§ **GIVEN EXERCISE**
Reproduce every row below, replacing each occurrence of "one point per instance" with "a single point for each instance" and leaving everything else the same. Omit the pictures from your answer.

Records
=======

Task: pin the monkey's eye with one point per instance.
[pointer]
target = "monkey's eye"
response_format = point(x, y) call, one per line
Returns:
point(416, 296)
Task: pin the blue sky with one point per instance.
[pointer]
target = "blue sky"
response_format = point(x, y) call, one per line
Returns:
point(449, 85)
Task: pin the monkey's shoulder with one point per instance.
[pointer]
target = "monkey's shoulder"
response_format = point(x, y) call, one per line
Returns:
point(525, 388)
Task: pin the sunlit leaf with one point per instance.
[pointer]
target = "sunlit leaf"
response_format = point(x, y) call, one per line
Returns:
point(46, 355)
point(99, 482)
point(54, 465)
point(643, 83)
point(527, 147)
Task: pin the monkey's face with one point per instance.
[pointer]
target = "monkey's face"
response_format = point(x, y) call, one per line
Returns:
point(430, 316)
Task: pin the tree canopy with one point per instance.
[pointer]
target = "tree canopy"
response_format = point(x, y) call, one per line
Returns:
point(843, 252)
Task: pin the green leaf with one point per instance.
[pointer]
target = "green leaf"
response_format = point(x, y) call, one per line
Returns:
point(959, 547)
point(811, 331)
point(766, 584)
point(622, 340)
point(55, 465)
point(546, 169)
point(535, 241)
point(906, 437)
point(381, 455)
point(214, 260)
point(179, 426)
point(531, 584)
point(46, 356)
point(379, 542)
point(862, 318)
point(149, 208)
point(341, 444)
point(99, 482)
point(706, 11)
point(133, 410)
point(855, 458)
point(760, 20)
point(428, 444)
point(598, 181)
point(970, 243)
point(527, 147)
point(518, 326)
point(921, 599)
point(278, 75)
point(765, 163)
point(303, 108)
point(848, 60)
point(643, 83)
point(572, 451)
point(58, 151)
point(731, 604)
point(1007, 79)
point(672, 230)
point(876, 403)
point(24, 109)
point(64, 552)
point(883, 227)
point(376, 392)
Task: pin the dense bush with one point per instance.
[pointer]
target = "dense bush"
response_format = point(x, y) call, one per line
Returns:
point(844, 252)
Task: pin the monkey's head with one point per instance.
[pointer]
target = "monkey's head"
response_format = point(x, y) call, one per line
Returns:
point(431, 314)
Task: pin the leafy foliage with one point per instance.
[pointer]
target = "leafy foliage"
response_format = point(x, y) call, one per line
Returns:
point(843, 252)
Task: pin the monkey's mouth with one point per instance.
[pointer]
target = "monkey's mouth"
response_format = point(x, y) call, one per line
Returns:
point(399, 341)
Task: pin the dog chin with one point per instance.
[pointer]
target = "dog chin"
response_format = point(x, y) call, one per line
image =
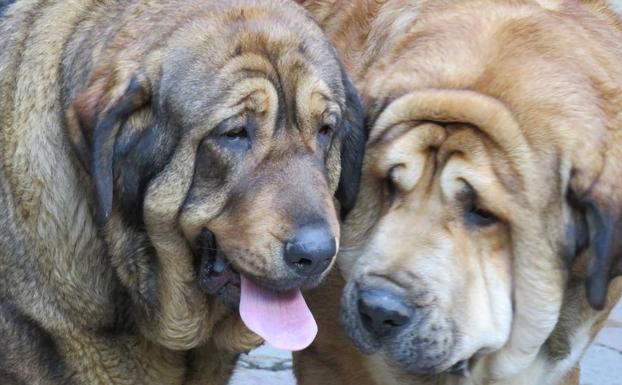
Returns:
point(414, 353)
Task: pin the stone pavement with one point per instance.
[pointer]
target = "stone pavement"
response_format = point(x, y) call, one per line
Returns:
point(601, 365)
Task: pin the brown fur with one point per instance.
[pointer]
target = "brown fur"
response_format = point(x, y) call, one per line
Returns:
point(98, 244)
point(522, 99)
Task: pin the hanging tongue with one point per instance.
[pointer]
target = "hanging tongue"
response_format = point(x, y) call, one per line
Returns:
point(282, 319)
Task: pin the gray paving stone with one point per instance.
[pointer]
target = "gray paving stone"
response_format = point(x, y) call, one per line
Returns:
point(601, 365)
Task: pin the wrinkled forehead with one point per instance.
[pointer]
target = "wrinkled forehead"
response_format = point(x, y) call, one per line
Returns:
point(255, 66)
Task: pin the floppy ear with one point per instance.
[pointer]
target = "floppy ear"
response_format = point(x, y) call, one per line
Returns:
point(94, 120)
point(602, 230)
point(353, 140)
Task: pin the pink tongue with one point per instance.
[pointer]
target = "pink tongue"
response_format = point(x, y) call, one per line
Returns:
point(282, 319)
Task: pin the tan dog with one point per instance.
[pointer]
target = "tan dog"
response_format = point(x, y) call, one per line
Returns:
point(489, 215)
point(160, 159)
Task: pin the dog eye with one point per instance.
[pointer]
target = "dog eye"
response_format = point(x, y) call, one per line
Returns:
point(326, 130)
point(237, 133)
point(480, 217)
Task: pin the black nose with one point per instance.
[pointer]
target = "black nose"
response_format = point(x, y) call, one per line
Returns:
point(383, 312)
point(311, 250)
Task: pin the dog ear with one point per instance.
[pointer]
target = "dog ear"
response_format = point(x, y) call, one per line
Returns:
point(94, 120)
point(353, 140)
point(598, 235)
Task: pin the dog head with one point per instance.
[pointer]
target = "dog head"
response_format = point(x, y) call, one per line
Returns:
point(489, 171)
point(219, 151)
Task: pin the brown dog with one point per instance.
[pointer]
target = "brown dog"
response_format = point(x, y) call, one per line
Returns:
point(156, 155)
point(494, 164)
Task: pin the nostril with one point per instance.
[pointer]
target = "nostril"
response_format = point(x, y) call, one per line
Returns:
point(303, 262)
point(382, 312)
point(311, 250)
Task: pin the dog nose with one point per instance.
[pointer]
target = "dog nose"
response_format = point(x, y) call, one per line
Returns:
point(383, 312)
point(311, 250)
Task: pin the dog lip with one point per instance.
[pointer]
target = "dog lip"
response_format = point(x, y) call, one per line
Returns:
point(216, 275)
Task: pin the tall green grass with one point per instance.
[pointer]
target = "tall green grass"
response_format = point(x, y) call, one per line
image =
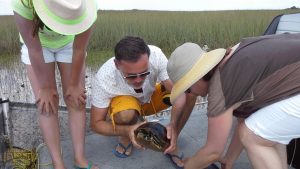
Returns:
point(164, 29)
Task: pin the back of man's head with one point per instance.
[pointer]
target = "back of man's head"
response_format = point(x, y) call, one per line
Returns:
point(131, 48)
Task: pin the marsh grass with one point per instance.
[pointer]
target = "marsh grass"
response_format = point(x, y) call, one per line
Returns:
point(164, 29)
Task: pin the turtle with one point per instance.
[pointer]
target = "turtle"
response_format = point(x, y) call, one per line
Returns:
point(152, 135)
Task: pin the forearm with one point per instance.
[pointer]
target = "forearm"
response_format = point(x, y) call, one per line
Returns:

=======

§ **THE RESPONSE**
Task: pin the monkey's eye with a single point for each instance.
[pointer]
target = "monkey's eye"
response_format = point(x, y) call, one per line
Returns:
point(416, 296)
Task: pin the blue sky with a single point for each instance.
[pointer]
target = "blue sky"
response_format = point(x, y) call, one per line
Returns:
point(449, 85)
Task: pin the monkey's shoulder with a single point for each instance.
[pointer]
target = "monkey's shoulder"
response_format = point(x, y) call, one per line
Returns:
point(525, 388)
Task: pin the sunlit leaf with a single point for each instance.
[pointer]
target = "sunlit leaf"
response_format = point(x, y) call, one per line
Returns:
point(46, 355)
point(99, 482)
point(54, 465)
point(643, 83)
point(527, 147)
Task: pin the monkey's face with a single point for each instance.
[pointer]
target = "monkey's face"
response_format = point(x, y) call, one per line
Returns:
point(430, 316)
Task: pin the tree canopy with a single point for each instance.
[pointer]
target = "tree canopy"
response_format = point(x, y) call, one per line
Returns:
point(843, 252)
Task: pin the green leaf with a single point for each instance.
[pointer]
target = "green leaf"
response_format = point(x, y) call, one per line
Returns:
point(959, 547)
point(811, 331)
point(766, 584)
point(622, 340)
point(55, 465)
point(546, 169)
point(535, 241)
point(906, 437)
point(381, 455)
point(214, 260)
point(179, 426)
point(531, 584)
point(46, 356)
point(379, 542)
point(862, 318)
point(149, 208)
point(341, 444)
point(99, 482)
point(706, 11)
point(133, 410)
point(855, 458)
point(760, 20)
point(428, 444)
point(598, 181)
point(970, 243)
point(527, 147)
point(518, 326)
point(921, 599)
point(278, 75)
point(765, 163)
point(303, 108)
point(848, 60)
point(643, 83)
point(572, 451)
point(58, 151)
point(731, 604)
point(1007, 79)
point(672, 230)
point(876, 403)
point(24, 109)
point(64, 552)
point(883, 227)
point(376, 392)
Task: pin the dense bush with a single point for each instance.
[pointer]
target = "dense bush"
response_format = point(x, y) call, one per line
Returns:
point(844, 252)
Task: pin the monkey's head with a single point for each instance.
[pointer]
target = "monkey's head"
response_format = point(x, y) call, one per line
Returns:
point(431, 314)
Task: pin the leafy foliage with a single point for each instance.
[pointer]
target = "leafy foliage"
response_format = point(x, y) call, one per line
Returns:
point(843, 252)
Task: pin the monkey's mouth with a single point for each instance.
[pointer]
target = "monkey's mouth"
response_format = point(x, y) call, one per line
Returns:
point(399, 341)
Task: pin the dog chin with a single point for each instance.
[pointer]
target = "dog chin"
response_format = point(x, y) call, one per line
image =
Returns:
point(414, 353)
Task: pin the stone pavement with a single point for each instance.
[pointer]
target = "stone pavement"
response_format = point(x, y) call, one per line
Returns:
point(601, 365)
Task: pin the brown fur with a single point for each instance.
[pointer]
target = "brown fur"
response_format = point(x, y) call, one per line
Returns:
point(98, 244)
point(522, 99)
Task: pin the hanging tongue with a single point for each instance.
[pointer]
target = "hanging tongue"
response_format = point(x, y) call, one per line
Returns:
point(282, 319)
Task: pin the gray paving stone with a single point for each instance.
[pointer]
target = "gray paving stone"
response_format = point(x, y) call, one per line
Returns:
point(601, 365)
Task: pin the wrinkled forehead with a single point for each instance.
[pointer]
target = "wrinkled forehead"
response_format = point(x, y) call, one per line
Returns:
point(255, 66)
Task: pin the floppy ear with a single point for each instance.
[pointer]
target = "floppy ear"
response_format = point(x, y) call, one per line
Returns:
point(94, 120)
point(602, 230)
point(353, 140)
Task: pin the pink tongue with a single point for each instance.
[pointer]
target = "pink tongue"
response_format = point(x, y) call, one per line
Returns:
point(282, 319)
Task: pin the tan dog with a single point for each instance.
[pointer]
target = "tan dog"
response_format = point(x, y) call, one per line
Returns:
point(489, 215)
point(160, 159)
Task: pin the dog eye with a single point for each instance.
[pointer]
target = "dog eye"
response_format = point(x, y) call, one per line
Returns:
point(326, 130)
point(237, 133)
point(480, 217)
Task: pin the black nose with a single point for each instance.
[pointer]
target = "black nose"
response_format = point(x, y) call, one per line
Returns:
point(383, 312)
point(311, 250)
Task: pin the dog ear with a single point for each instance.
[pointer]
target = "dog ear"
response_format = point(x, y) call, one per line
Returns:
point(94, 120)
point(353, 140)
point(598, 235)
Task: pin the dog head with a single point for each instance.
[pointer]
target = "dog head"
response_format = point(x, y) call, one per line
Returns:
point(489, 171)
point(219, 151)
Task: pin the brown dog with a single point for each instance.
[pointer]
target = "brown dog"
response_format = point(x, y) call, one per line
Returns:
point(156, 155)
point(494, 164)
Task: pin the nostril with a single point for each instance.
[pointer]
target = "nostril"
response_format = point(x, y) call, one per line
Returns:
point(303, 262)
point(382, 312)
point(311, 250)
Task: pin the dog nose with a single point for each instance.
[pointer]
target = "dog nose"
response_format = point(x, y) call, one per line
Returns:
point(383, 312)
point(311, 250)
Task: pin the dog lip with a single point for each instance.
[pointer]
target = "dog lip"
response_format = point(x, y) call, one per line
Returns:
point(216, 275)
Task: pin the tall green grass with a single point for each instance.
[pointer]
target = "tall green grass"
response_format = point(x, y) call, one per line
image =
Returns:
point(164, 29)
Task: pin the back of man's head with a single point for each instance.
[pointer]
target = "back of man's head"
response_format = point(x, y) call, one per line
Returns:
point(131, 48)
Task: pin the marsh grass with a single point for each instance.
[pointer]
target = "marsh grass"
response_format = point(x, y) call, one per line
Returns:
point(164, 29)
Task: pin the turtle with a single point for each instance.
[pointer]
target = "turtle"
response_format = point(x, y) call, one per line
Returns:
point(152, 135)
Task: pin the forearm with a single point for each instance.
[pointer]
target = "forearm"
response_format = point(x, y) call, one per line
Returns:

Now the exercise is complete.